(Problem to work on) What do the lines from the one containing "Would you mind indicating the person holding" through the end of the entries say? Quote them exactly, and only them.

(begin)

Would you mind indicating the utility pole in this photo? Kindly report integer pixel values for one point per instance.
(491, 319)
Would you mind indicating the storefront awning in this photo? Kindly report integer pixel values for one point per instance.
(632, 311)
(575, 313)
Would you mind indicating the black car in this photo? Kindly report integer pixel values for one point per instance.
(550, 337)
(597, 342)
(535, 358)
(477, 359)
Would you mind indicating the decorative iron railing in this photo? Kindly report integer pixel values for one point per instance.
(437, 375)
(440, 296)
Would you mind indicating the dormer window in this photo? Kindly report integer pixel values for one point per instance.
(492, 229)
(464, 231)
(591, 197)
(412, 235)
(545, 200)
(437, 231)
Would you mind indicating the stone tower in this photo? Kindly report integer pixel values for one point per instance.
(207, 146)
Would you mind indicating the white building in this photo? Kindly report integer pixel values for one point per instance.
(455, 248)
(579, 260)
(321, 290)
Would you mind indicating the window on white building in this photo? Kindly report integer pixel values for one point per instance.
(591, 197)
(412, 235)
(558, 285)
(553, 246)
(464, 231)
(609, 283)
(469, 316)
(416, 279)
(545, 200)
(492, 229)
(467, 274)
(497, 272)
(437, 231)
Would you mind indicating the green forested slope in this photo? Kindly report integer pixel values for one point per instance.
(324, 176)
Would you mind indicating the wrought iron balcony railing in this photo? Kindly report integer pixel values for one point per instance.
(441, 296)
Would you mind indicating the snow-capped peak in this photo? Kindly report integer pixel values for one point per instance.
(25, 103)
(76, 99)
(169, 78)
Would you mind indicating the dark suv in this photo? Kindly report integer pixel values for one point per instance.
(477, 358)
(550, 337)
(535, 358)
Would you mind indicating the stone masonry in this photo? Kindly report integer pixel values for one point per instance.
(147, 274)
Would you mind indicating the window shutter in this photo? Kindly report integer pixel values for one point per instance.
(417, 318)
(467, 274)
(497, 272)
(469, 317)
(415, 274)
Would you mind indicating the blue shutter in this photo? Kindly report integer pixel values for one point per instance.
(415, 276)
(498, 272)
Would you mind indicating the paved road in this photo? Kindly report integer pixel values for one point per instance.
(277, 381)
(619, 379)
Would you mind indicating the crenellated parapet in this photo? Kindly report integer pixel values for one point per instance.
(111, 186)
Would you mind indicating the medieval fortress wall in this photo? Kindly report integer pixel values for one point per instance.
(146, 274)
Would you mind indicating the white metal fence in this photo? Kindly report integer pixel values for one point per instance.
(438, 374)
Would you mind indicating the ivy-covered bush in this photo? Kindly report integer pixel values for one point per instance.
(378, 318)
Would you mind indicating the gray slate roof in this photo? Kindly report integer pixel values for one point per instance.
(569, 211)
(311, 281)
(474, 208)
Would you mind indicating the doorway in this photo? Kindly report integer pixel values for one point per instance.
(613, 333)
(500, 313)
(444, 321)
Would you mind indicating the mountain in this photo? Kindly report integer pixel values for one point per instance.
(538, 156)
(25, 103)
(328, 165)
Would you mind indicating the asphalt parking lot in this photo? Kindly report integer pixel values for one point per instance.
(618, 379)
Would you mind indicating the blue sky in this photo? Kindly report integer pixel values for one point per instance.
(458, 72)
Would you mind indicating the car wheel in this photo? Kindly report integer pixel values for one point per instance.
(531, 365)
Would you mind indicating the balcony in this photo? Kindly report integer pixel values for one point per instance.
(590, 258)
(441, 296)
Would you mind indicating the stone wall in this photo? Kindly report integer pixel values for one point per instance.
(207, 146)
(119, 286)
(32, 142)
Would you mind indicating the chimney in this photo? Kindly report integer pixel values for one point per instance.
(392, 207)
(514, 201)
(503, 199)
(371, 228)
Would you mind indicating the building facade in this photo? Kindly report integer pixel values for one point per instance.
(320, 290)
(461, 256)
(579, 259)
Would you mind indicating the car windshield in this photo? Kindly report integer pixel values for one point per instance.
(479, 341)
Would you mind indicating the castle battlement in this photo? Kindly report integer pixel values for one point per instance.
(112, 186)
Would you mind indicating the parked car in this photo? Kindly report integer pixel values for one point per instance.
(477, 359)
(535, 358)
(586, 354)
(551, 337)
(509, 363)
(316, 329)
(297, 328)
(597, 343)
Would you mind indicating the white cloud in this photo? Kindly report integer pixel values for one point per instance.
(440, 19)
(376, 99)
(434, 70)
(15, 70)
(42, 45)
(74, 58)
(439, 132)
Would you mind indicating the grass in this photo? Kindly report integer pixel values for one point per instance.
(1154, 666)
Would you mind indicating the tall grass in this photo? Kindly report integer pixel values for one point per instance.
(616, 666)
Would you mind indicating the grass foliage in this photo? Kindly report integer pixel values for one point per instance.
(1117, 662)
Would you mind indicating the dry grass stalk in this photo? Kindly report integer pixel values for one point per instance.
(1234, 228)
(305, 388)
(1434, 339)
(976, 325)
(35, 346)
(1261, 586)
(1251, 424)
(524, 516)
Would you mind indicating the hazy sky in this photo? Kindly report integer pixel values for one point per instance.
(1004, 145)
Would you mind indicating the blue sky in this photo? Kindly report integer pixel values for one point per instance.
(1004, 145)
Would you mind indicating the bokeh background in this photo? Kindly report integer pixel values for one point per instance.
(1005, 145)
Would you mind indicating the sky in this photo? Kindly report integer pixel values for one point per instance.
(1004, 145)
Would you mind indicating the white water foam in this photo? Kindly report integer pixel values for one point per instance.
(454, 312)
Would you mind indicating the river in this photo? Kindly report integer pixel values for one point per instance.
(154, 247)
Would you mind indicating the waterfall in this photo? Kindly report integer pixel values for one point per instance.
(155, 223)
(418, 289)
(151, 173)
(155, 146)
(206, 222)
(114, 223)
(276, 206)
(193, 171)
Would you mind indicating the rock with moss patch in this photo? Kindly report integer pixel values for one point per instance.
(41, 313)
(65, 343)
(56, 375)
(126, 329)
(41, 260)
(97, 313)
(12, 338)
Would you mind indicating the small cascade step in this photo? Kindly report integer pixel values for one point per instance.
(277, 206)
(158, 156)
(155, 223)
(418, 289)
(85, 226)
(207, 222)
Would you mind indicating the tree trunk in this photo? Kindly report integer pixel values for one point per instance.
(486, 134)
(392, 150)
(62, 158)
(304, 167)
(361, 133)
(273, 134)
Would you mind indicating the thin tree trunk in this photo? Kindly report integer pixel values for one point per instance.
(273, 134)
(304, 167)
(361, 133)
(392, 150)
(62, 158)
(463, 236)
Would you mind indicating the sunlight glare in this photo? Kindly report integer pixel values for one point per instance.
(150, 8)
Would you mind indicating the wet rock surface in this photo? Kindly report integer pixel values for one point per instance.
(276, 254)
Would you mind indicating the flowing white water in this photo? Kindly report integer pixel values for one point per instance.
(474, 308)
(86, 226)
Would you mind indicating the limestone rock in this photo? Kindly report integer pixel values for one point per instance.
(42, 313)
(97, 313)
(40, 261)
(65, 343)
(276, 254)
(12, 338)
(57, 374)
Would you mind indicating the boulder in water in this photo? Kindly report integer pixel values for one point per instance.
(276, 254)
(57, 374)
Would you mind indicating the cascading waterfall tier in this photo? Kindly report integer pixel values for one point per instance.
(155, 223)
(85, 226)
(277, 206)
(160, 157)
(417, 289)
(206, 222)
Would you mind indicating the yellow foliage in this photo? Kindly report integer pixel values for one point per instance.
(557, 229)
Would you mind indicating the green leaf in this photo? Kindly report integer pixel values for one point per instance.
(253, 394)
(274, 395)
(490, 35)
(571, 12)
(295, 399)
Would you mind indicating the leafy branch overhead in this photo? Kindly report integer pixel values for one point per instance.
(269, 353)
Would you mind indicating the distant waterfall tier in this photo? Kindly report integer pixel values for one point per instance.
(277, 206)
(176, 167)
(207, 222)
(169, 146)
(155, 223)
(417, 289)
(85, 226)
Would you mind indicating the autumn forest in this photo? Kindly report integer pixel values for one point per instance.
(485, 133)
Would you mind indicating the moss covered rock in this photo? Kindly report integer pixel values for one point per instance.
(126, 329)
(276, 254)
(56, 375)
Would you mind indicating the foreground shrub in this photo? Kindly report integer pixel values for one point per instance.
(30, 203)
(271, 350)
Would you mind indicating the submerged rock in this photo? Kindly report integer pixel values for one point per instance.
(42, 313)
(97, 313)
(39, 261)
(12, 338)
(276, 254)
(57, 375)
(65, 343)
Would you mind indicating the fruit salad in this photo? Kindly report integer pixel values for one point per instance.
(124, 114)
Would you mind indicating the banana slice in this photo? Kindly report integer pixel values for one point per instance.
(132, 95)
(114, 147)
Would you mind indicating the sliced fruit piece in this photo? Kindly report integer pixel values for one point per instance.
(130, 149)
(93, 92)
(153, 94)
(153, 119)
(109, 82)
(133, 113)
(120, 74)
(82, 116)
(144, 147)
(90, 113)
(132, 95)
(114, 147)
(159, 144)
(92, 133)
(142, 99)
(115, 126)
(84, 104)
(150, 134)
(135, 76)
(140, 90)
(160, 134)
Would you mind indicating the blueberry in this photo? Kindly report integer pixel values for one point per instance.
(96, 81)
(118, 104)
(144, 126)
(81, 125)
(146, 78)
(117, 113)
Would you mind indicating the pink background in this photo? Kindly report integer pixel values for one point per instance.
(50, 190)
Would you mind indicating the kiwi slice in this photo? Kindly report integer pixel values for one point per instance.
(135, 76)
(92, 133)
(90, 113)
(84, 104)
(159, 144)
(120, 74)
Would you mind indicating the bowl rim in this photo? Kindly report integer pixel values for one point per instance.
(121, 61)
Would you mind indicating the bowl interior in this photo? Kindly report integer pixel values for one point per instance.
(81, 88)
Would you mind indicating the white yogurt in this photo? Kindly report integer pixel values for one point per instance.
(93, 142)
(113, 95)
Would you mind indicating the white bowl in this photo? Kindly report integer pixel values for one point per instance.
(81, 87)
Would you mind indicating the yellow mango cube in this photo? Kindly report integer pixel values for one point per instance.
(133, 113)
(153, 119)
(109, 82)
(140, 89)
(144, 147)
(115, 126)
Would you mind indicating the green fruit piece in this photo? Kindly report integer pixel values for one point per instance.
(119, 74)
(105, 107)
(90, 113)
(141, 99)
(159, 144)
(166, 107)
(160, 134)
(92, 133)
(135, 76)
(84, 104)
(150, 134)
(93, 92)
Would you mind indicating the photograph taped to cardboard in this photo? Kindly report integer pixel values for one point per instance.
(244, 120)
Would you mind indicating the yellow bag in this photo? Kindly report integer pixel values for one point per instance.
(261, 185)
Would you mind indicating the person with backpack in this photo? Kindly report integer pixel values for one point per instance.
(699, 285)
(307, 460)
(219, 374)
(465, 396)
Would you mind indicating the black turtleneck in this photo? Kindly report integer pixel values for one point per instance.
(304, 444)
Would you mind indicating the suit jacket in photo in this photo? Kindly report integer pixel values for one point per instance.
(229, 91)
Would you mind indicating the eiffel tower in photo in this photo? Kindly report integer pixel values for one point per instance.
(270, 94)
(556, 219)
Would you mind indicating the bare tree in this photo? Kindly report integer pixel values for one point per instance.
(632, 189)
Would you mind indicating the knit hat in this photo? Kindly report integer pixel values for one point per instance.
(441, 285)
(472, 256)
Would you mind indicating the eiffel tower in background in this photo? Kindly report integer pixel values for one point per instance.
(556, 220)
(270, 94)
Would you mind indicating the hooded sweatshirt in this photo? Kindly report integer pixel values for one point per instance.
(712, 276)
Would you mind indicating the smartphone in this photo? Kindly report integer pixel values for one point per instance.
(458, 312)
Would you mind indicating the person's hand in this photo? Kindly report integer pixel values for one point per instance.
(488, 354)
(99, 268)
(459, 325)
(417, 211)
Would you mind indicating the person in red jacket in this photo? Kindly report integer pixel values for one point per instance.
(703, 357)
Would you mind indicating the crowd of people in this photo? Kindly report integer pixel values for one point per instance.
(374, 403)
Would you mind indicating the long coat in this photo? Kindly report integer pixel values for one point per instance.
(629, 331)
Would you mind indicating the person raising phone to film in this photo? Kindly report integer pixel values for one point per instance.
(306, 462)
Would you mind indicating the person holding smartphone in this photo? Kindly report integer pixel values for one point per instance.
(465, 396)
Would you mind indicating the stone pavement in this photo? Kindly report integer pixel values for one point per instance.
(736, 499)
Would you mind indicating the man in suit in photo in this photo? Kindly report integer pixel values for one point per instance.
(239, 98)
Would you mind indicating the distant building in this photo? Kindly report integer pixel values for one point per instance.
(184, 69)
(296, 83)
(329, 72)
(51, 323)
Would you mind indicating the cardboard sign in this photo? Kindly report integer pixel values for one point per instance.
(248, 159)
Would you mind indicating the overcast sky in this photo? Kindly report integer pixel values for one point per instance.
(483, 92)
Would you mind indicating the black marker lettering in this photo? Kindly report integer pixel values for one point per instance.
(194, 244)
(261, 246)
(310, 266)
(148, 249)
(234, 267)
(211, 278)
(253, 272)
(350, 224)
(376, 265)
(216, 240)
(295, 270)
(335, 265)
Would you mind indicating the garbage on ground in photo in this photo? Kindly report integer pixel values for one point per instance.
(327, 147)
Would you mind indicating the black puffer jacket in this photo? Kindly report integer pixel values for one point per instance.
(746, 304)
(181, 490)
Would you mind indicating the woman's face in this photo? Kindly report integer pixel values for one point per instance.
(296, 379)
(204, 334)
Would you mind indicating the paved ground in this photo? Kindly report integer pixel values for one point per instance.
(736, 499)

(end)

(Finished exercise)
Would you mind indicating the person holding smartphone in this photo? Kindly report integer pixel values for one point per instance.
(465, 396)
Would you mind indicating the stone pavement in this photo? Kindly report integer pixel values for one point per instance.
(736, 499)
Would you mind indicating the man in suit in photo in this photo? Kindly report integer pixel values for one point per instance.
(239, 98)
Would you mind indicating the distant building in this photo? Kindly report integer pixel values for one point per instance.
(184, 69)
(296, 83)
(329, 72)
(51, 323)
Would you mind indicating the cardboard sign in this photo? Kindly report integer pixel values for one point per instance.
(248, 159)
Would you mind indicating the overcast sky in this photo? Kindly report integer pixel values for one point per instance.
(483, 92)
Would you mind indicating the black marker lettering in this photo? Kindly report integer pixel values for one point per instance.
(194, 244)
(261, 246)
(310, 266)
(148, 249)
(234, 267)
(211, 278)
(253, 272)
(350, 224)
(376, 265)
(216, 240)
(295, 270)
(335, 265)
Would you mind indicating the garbage on ground in photo in this photo? Kindly report integer pixel values for one point per instance.
(327, 147)
Would you mind indicating the black puffer jacket in this photo? Kindly report integer pixel values for one point per instance.
(746, 304)
(181, 490)
Would you mind indicating the woman's face in this photo? Kindly report integer pixel values for one point per instance.
(296, 379)
(204, 334)
Would you mind indicating the paved ground in this photo? Kindly report integer pixel values for one point per instance.
(736, 499)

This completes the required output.